━━ FRAGMENTO PROPORCIONADO

En atravesar las selvas ocupaban dos semanas o tres, coincidiendo con la mayor o menor producción de lluvias y otro tiempo en volver. El camino era accidentado y peligroso porque detrás de cualquier árbol podía salir un asaltante que echaría sus esfuerzos al traste, por ello, el copiloto iba armado con una escopeta de caza de dos cartuchos, ojo avizor por si aparecía algún amigo de lo ajeno. Los viajes no habían presentado ninguna incidencia, lo cual les había llenado de confianza, pero he aquí que cierto día, cuando llevaban los víveres a los mineros, el camión dio unos estertores y se les paró.
Nuestros isleños se rascaban sus coronillas ya que habían aprendido a conducir aquel cacharro, pero no sabían nada de averías de manera que se tuvieron que quedar en medio de la selva más tiempo del deseable ya que, volver a pie por aquellos caminos plagados de serpientes venenosas y otras sabandijas por el estilo era tarea poco recomendable, así es que decidieron esperar a que pasara por aquellos andurriales otras personas que pudiera ayudarles.

━━━━
━━ REGISTROS LISTADOS

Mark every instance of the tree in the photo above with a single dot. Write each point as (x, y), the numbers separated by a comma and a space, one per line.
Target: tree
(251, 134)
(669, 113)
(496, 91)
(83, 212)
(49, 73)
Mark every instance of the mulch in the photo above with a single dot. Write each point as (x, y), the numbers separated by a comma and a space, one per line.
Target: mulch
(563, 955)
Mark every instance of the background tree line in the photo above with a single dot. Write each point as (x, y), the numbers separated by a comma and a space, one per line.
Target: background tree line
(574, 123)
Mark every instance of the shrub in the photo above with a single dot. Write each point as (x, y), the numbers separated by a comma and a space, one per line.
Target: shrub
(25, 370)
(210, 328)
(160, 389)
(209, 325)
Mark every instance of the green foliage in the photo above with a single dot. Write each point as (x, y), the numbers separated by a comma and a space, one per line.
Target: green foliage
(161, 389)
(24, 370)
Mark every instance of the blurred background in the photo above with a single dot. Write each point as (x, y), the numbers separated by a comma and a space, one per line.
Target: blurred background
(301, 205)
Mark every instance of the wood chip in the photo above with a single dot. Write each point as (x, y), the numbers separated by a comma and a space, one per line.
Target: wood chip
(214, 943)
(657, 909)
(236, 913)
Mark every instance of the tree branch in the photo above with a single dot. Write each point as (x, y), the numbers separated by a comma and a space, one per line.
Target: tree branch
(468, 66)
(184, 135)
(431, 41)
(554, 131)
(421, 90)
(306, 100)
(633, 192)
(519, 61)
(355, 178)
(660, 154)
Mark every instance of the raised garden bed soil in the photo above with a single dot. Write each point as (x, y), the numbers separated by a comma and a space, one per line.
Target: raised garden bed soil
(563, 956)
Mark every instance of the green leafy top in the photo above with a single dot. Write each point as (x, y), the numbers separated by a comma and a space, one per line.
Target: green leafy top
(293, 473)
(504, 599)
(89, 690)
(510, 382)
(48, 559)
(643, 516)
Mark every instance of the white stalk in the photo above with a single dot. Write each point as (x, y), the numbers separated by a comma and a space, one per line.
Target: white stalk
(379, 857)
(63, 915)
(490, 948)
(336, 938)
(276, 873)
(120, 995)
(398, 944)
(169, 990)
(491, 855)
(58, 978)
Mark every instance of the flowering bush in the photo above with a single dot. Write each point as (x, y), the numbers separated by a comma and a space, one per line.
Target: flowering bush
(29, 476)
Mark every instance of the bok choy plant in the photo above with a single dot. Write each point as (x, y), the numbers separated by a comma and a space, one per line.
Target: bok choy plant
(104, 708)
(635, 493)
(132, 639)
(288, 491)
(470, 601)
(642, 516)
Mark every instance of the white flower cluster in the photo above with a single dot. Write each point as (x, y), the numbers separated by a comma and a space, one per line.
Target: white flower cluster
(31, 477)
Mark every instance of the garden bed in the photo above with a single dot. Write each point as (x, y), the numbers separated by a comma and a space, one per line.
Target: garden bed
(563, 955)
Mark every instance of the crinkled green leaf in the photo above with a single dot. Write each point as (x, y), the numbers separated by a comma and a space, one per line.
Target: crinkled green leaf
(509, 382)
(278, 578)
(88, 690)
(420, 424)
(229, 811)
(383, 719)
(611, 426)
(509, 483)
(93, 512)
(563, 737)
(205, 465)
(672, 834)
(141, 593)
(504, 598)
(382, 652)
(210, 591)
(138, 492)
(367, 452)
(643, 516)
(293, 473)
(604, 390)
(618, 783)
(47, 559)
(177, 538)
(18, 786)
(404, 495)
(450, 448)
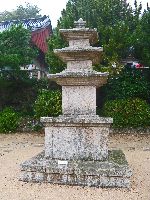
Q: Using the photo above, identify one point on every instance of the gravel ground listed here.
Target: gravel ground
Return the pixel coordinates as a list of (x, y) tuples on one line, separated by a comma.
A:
[(17, 148)]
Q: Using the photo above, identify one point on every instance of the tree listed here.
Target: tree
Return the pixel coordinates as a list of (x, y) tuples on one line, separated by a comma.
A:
[(29, 11), (15, 48), (141, 39), (110, 17)]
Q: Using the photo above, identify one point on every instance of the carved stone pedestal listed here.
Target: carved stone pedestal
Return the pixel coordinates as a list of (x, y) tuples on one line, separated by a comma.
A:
[(76, 151)]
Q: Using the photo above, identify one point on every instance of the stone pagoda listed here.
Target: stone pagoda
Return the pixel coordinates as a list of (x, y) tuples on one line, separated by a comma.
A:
[(76, 150)]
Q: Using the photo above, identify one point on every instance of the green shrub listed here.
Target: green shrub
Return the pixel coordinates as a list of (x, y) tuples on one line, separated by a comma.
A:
[(128, 113), (9, 120), (48, 104), (129, 83)]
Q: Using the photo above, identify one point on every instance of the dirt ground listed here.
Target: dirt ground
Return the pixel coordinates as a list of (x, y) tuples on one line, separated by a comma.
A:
[(17, 148)]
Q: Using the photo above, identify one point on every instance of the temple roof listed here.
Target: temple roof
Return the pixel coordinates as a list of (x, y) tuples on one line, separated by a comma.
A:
[(32, 23), (41, 29)]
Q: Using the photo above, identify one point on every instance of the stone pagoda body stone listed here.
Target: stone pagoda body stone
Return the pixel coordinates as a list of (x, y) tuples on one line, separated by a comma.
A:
[(76, 142)]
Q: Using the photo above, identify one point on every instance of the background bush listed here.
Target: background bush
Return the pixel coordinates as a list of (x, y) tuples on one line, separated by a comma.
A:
[(9, 120), (48, 103), (128, 113)]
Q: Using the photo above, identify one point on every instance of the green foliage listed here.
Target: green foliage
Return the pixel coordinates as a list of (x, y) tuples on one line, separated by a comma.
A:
[(141, 39), (22, 12), (129, 83), (128, 112), (15, 48), (48, 103), (9, 120), (20, 92)]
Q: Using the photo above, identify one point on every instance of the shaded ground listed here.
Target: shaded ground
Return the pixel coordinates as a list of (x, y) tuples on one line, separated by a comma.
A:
[(17, 148)]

━━━━

ACTIVIDAD:
¿Puedes extraer del relato sobre el camión en la selva todo lo que va desde "En atravesar las" hasta "se les paró.", sin cambiar una sola palabra?

TAREA RESUELTA:
En atravesar las selvas ocupaban dos semanas o tres, coincidiendo con la mayor o menor producción de lluvias y otro tiempo en volver. El camino era accidentado y peligroso porque detrás de cualquier árbol podía salir un asaltante que echaría sus esfuerzos al traste, por ello, el copiloto iba armado con una escopeta de caza de dos cartuchos, ojo avizor por si aparecía algún amigo de lo ajeno. Los viajes no habían presentado ninguna incidencia, lo cual les había llenado de confianza, pero he aquí que cierto día, cuando llevaban los víveres a los mineros, el camión dio unos estertores y se les paró.